WRITTEN TASKS:
1. Reproduce the part of the Bootstrap documentation below that opens with the words containing "Name Type Description" and closes with "Alternative hypothesis.".
2. According to the Bootstrap documentation below, what is the default value of the method parameter?

DOCUMENT PASSAGE:
'''

Skip to content

tea_tasting.metrics.resampling #

Metrics analyzed using resampling methods.

Bootstrap(columns, statistic, *, alternative=None, confidence_level=None, n_resamples=None, method='bca', batch=None, random_state=None) #

Bases: MetricBaseGranular[BootstrapResult]

Metric for analysis of a statistic using bootstrap resampling.

Parameters:

Name Type Description Default
columns str | Sequence[str]

Names of the columns to be used in the analysis.

required
statistic Callable[..., NDArray[number[Any]]]

Statistic. It must be a vectorized callable that accepts a NumPy array as the first argument and returns the resulting statistic. It must also accept a keyword argument axis and be vectorized to compute the statistic along the provided axis.

required
alternative Literal['two-sided', 'greater', 'less'] | None

Alternative hypothesis.

None
confidence_level float | None

Confidence level for the confidence interval.

None
n_resamples int | None

The number of resamples performed to form the bootstrap distribution of the statistic.

None
method Literal['percentile', 'basic', 'bca']

Whether to return the "percentile" bootstrap confidence interval ("percentile"), the "basic" (AKA "reverse") bootstrap confidence interval ("basic"), or the bias-corrected and accelerated bootstrap confidence interval ("bca").

'bca'
batch int | None

The number of resamples to process in each vectorized call to statistic. Memory usage is O(batch * n), where n is the sample size. Default is None, in which case batch = n_resamples (or batch = max(n_resamples, n) for method="bca").

None
random_state int | Generator | SeedSequence | None

Pseudorandom number generator state used to generate resamples.

None
Multiple columns

If columns is a sequence of strings, then the sample passed to the statistic callable contains an extra dimension in the first axis. See examples below.

Alternative hypothesis options
  • "two-sided": the means are unequal,
  • "greater": the mean in the treatment variant is greater than the mean in the control variant,
  • "less": the mean in the treatment variant is less than the mean in the control variant.
Parameter defaults

Defaults for parameters alternative, confidence_level, and n_resamples can be changed using the config_context and set_context functions. See the Global configuration reference for details.

References

Examples:

import numpy as np
import tea_tasting as tt


experiment = tt.Experiment(
    orders_per_user=tt.Bootstrap("orders", np.mean, random_state=42),
)

data = tt.make_users_data(seed=42)
result = experiment.analyze(data)
print(result)
#>          metric control treatment rel_effect_size rel_effect_size_ci pvalue
#> orders_per_user   0.530     0.573            8.0%       [-1.8%, 19%]      -

With multiple columns:

def ratio_of_means(sample, axis):
    means = np.mean(sample, axis=axis)
    return means[0] / means[1]

experiment = tt.Experiment(
    orders_per_session=tt.Bootstrap(
        ("orders", "sessions"),
        ratio_of_means,
        random_state=42,
    ),
)

data = tt.make_users_data(seed=42)
result = experiment.analyze(data)
print(result)

'''

LISTING:
'''

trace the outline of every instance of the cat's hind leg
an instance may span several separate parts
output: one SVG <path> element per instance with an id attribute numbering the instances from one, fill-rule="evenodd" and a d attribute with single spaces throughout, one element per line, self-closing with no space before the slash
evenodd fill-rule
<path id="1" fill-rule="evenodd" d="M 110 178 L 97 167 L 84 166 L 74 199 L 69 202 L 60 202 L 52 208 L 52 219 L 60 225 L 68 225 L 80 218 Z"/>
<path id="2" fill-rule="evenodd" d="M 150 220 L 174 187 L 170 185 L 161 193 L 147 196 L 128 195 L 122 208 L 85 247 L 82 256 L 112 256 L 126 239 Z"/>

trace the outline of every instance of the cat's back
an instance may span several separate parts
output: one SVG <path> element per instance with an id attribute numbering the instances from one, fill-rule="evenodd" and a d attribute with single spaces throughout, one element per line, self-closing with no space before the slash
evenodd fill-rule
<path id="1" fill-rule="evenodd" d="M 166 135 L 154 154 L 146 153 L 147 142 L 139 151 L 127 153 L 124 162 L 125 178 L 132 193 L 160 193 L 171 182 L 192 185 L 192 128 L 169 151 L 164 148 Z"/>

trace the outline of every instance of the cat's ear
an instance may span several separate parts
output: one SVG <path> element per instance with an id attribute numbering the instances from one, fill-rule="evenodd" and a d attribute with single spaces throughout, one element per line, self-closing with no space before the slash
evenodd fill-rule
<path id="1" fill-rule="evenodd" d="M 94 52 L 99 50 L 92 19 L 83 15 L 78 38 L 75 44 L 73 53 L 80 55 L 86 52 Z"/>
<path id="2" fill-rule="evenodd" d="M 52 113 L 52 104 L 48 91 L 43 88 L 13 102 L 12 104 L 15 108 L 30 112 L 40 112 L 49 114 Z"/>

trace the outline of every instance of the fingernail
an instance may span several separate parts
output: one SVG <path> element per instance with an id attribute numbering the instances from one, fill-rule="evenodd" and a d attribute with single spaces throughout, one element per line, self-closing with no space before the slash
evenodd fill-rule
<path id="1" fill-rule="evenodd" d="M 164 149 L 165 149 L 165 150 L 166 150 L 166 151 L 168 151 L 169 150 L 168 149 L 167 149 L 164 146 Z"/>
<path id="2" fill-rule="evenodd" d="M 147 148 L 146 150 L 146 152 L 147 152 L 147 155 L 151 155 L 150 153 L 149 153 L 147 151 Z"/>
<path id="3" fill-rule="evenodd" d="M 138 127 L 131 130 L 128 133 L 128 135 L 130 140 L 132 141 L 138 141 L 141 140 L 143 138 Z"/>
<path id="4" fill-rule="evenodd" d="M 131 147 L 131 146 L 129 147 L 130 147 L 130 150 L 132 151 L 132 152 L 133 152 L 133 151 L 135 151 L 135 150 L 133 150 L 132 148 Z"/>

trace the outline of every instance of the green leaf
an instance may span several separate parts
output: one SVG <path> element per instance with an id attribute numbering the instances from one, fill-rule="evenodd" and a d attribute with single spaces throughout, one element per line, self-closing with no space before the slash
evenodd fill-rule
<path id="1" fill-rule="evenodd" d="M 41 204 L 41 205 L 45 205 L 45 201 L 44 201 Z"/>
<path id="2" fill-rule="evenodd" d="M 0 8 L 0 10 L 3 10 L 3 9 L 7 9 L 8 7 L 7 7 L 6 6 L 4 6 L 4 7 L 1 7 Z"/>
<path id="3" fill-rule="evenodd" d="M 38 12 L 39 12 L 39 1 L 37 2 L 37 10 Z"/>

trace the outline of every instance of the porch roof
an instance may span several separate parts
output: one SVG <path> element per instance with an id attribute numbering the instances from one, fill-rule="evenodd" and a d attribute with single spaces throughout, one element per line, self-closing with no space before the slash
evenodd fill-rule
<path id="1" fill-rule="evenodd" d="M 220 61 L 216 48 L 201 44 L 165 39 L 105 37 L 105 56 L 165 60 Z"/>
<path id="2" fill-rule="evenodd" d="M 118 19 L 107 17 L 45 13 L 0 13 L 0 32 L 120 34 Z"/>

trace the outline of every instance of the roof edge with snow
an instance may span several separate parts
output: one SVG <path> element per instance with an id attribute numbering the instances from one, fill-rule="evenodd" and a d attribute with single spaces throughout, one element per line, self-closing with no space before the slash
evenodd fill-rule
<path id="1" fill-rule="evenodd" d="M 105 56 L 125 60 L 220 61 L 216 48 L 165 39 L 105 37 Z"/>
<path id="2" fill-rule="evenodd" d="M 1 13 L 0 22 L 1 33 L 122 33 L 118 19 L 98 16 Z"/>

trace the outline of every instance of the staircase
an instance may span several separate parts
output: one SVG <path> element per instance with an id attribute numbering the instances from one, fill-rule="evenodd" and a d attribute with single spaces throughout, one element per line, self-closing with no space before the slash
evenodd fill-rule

'''

WORKED ANSWERS:
1.
Name Type Description Default
columns str | Sequence[str]

Names of the columns to be used in the analysis.

required
statistic Callable[..., NDArray[number[Any]]]

Statistic. It must be a vectorized callable that accepts a NumPy array as the first argument and returns the resulting statistic. It must also accept a keyword argument axis and be vectorized to compute the statistic along the provided axis.

required
alternative Literal['two-sided', 'greater', 'less'] | None

Alternative hypothesis.

2. 'bca', the bias-corrected and accelerated bootstrap confidence interval.